#### INSTRUCTIONS FOR THE TASK:
Please pick out each line below that contains the word "roof" and copy those lines.

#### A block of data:
>> Begin
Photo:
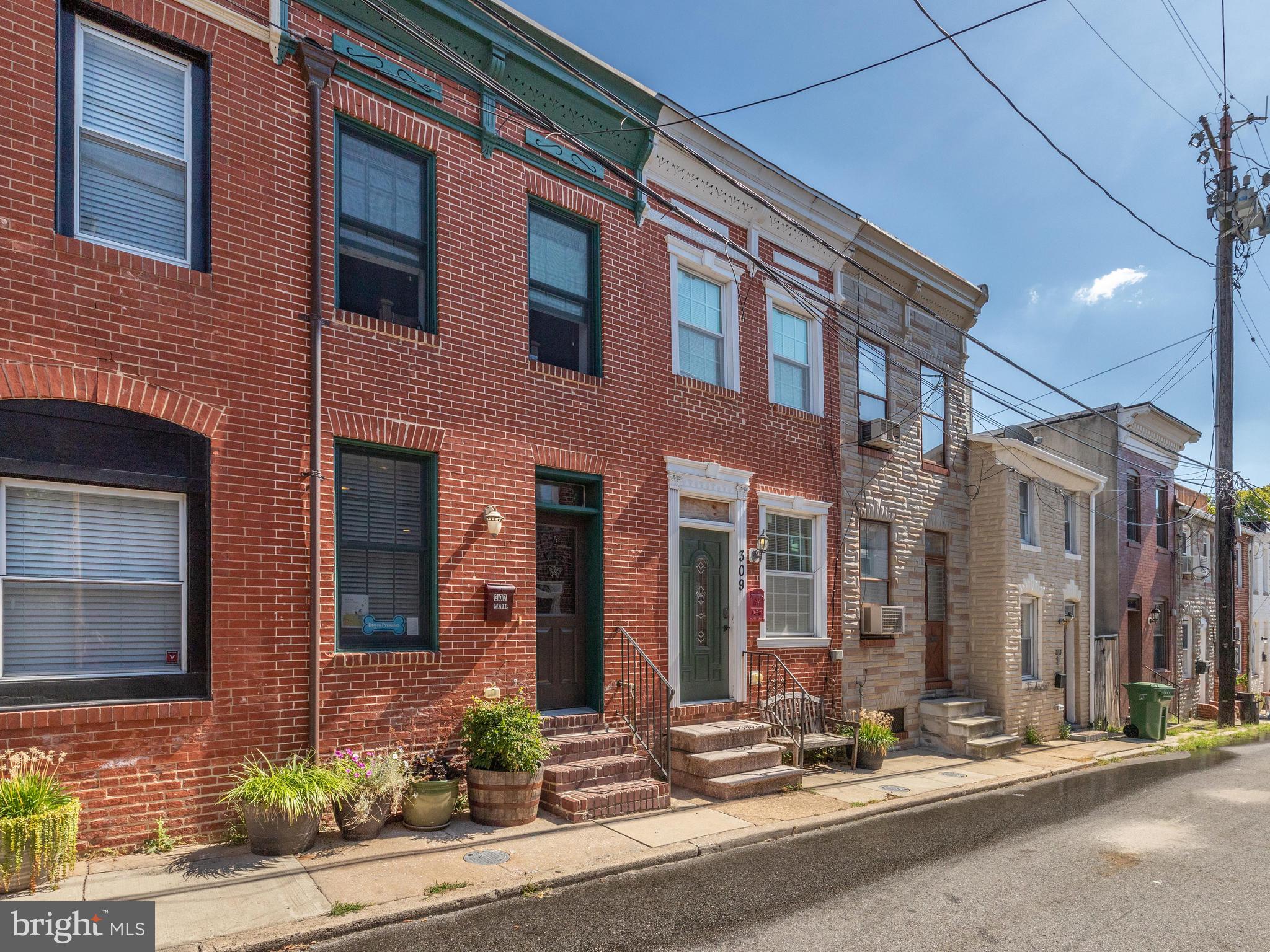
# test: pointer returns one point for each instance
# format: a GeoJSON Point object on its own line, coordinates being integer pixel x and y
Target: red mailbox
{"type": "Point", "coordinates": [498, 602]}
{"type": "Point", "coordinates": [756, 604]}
>> End
>> Begin
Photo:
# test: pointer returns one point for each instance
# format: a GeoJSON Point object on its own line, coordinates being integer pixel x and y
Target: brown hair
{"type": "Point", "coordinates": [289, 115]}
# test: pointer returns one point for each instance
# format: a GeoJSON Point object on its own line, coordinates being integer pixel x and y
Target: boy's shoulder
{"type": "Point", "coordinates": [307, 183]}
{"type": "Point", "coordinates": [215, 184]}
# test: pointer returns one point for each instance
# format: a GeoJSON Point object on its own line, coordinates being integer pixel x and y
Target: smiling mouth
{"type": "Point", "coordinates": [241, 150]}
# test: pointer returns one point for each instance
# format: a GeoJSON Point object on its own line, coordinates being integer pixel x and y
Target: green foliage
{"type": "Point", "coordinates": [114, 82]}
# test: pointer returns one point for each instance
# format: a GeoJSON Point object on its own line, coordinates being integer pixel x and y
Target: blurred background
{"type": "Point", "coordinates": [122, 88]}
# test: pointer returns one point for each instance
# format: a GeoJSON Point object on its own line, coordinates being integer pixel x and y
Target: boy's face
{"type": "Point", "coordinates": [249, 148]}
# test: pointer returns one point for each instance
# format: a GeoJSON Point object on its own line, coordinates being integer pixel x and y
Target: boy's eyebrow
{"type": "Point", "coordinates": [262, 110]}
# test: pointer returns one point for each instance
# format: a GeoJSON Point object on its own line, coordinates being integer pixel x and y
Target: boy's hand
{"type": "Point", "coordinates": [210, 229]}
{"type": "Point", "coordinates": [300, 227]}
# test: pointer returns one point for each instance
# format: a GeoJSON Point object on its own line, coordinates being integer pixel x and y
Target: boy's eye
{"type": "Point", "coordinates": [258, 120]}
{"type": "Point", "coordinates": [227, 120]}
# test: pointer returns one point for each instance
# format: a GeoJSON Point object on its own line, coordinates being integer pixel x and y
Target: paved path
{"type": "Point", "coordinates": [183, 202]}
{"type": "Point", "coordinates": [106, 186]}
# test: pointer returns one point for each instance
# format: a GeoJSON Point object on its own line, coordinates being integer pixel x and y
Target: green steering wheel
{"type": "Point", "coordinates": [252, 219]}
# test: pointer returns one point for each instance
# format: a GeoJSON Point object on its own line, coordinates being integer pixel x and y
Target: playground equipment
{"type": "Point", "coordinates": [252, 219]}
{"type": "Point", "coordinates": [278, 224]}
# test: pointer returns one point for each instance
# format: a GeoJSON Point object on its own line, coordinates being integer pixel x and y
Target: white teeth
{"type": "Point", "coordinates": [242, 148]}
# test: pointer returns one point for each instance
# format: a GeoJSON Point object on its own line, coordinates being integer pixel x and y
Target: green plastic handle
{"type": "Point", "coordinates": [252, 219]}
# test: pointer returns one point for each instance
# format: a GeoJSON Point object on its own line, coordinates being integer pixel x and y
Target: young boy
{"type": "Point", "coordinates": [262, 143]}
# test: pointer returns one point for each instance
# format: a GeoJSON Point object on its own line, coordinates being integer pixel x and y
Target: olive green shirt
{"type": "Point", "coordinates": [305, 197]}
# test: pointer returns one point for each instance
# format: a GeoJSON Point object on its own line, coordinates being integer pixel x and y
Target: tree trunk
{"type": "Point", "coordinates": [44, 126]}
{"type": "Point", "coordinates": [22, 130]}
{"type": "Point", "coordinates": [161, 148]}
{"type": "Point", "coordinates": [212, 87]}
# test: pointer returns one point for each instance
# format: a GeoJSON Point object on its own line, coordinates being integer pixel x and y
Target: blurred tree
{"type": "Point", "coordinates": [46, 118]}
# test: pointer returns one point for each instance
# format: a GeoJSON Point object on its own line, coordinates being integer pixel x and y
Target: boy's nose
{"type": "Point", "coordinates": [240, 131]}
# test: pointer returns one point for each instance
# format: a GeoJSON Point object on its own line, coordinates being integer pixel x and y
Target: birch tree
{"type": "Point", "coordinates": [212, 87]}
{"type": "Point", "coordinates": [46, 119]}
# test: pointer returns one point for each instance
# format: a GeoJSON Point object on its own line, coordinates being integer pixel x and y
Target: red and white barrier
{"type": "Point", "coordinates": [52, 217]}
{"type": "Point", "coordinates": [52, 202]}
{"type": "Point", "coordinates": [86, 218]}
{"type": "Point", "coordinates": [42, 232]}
>> End
>> Begin
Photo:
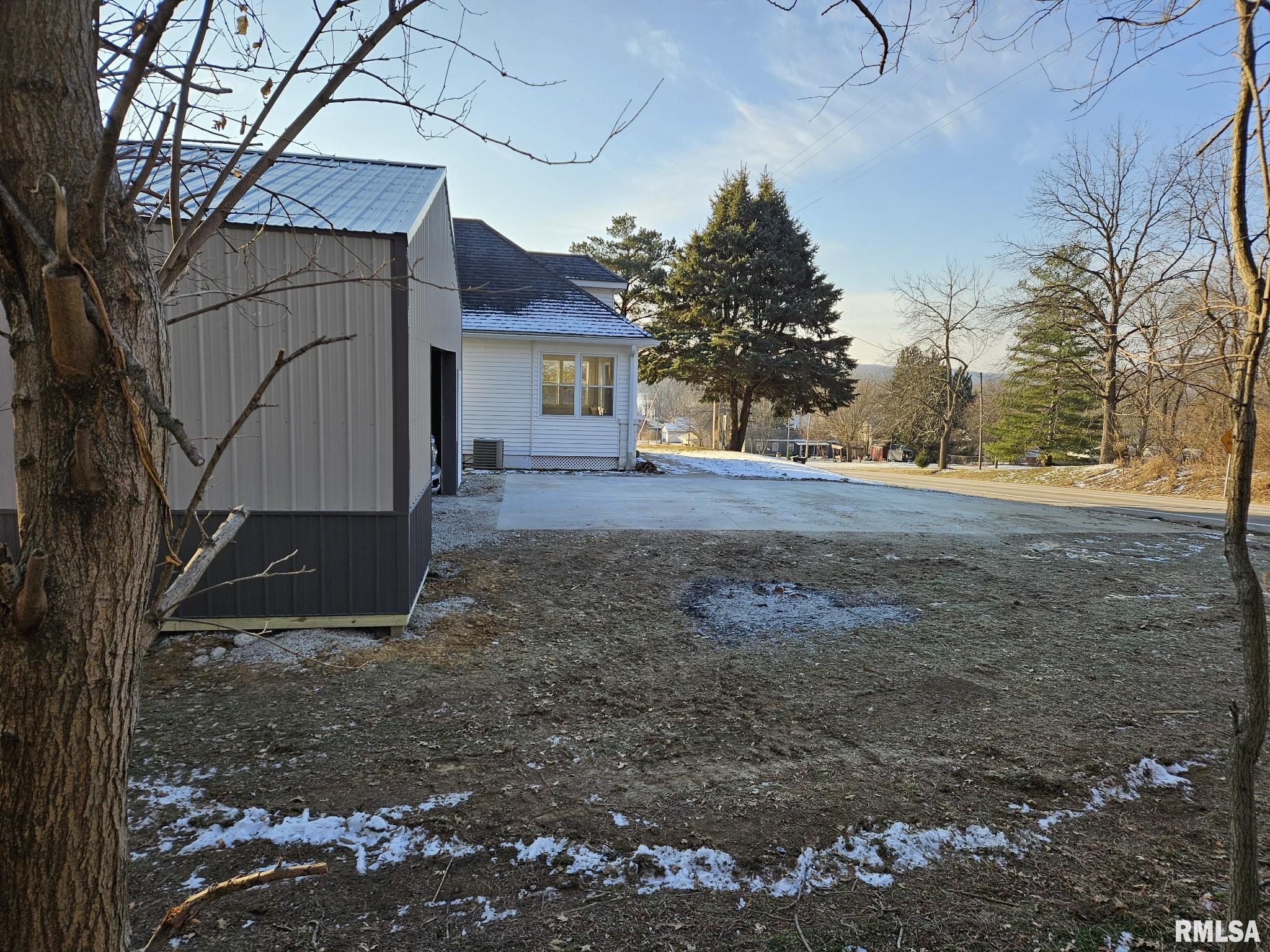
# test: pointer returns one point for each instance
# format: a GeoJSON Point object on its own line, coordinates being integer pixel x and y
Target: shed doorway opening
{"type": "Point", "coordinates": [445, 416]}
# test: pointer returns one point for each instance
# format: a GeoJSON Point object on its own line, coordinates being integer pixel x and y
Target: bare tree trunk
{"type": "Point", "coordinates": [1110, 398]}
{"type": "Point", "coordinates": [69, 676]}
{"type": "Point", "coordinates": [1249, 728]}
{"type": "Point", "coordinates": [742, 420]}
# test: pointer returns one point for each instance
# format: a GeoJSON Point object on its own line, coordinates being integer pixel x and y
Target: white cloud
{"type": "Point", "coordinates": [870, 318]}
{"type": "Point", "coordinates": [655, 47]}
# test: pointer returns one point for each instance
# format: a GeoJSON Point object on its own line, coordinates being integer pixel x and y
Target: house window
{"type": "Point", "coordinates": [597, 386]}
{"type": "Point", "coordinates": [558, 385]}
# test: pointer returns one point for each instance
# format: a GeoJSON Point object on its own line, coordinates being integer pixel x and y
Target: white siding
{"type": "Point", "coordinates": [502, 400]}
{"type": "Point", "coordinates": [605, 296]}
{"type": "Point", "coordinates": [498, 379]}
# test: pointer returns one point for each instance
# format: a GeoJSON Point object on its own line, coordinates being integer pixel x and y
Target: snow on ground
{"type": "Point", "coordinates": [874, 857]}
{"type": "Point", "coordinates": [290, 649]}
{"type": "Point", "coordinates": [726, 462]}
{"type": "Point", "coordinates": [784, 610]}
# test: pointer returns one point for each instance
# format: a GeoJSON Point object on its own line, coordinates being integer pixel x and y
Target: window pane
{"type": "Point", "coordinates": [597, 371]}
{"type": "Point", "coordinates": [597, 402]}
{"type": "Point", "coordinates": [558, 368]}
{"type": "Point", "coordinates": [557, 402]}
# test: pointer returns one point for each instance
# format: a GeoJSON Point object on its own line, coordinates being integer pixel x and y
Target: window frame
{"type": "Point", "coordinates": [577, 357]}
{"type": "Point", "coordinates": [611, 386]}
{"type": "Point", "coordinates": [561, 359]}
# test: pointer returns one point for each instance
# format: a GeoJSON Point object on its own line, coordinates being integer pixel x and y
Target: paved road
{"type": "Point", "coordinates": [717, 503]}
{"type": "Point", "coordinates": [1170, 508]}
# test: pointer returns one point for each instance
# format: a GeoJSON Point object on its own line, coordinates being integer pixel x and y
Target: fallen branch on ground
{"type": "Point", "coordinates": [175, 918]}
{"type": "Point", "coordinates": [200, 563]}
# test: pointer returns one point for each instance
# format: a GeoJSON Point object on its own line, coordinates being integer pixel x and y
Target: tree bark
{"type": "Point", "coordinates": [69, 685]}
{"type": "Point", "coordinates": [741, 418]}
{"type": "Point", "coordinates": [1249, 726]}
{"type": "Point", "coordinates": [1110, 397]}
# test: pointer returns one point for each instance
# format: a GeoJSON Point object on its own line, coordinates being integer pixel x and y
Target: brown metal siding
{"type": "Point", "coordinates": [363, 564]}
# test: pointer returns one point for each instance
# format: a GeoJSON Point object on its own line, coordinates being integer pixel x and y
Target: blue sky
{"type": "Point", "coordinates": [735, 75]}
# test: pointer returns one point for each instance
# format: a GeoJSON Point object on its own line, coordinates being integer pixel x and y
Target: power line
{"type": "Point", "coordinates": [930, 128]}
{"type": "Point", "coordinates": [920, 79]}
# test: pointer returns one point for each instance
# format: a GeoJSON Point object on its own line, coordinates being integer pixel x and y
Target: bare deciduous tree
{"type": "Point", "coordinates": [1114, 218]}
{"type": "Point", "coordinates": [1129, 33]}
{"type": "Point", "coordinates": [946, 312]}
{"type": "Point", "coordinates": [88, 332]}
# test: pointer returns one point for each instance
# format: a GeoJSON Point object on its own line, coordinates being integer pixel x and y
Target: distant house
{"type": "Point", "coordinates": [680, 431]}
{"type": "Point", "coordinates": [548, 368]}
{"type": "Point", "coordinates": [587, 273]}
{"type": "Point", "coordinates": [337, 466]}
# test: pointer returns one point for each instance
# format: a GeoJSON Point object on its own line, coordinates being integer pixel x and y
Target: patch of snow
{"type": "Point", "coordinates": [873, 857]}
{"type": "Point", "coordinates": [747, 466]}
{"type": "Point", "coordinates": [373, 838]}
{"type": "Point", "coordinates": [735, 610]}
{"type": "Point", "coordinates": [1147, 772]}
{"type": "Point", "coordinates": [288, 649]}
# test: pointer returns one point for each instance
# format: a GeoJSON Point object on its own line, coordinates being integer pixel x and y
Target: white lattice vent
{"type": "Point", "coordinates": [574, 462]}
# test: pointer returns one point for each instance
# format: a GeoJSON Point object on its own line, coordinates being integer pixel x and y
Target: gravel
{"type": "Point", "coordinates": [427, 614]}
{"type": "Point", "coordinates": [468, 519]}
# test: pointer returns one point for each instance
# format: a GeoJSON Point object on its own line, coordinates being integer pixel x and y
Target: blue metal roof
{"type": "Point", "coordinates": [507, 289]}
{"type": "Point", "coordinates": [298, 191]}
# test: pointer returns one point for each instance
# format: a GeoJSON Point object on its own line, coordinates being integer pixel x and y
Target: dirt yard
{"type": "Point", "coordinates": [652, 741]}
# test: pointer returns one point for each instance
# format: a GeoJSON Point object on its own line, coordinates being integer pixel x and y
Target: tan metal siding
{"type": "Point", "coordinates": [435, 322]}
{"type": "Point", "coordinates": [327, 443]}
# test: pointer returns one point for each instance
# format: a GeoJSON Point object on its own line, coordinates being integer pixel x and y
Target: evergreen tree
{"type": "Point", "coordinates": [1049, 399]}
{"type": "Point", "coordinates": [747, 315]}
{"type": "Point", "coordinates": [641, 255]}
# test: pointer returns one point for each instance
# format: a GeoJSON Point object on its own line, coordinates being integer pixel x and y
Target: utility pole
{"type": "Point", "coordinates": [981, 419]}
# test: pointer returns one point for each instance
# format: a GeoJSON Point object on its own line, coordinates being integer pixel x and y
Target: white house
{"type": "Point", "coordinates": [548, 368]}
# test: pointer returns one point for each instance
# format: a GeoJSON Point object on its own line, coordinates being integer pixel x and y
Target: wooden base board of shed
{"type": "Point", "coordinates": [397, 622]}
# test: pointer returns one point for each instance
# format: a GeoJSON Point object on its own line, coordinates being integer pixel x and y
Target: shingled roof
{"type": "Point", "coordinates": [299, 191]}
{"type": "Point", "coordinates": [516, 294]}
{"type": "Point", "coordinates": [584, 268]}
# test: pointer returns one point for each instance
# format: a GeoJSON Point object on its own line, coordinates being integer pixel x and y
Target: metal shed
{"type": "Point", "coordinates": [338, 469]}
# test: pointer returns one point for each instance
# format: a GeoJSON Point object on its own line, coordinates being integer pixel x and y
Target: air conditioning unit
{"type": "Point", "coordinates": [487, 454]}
>> End
#### FINISHED TASK:
Target: blue metal roof
Target: shingled roof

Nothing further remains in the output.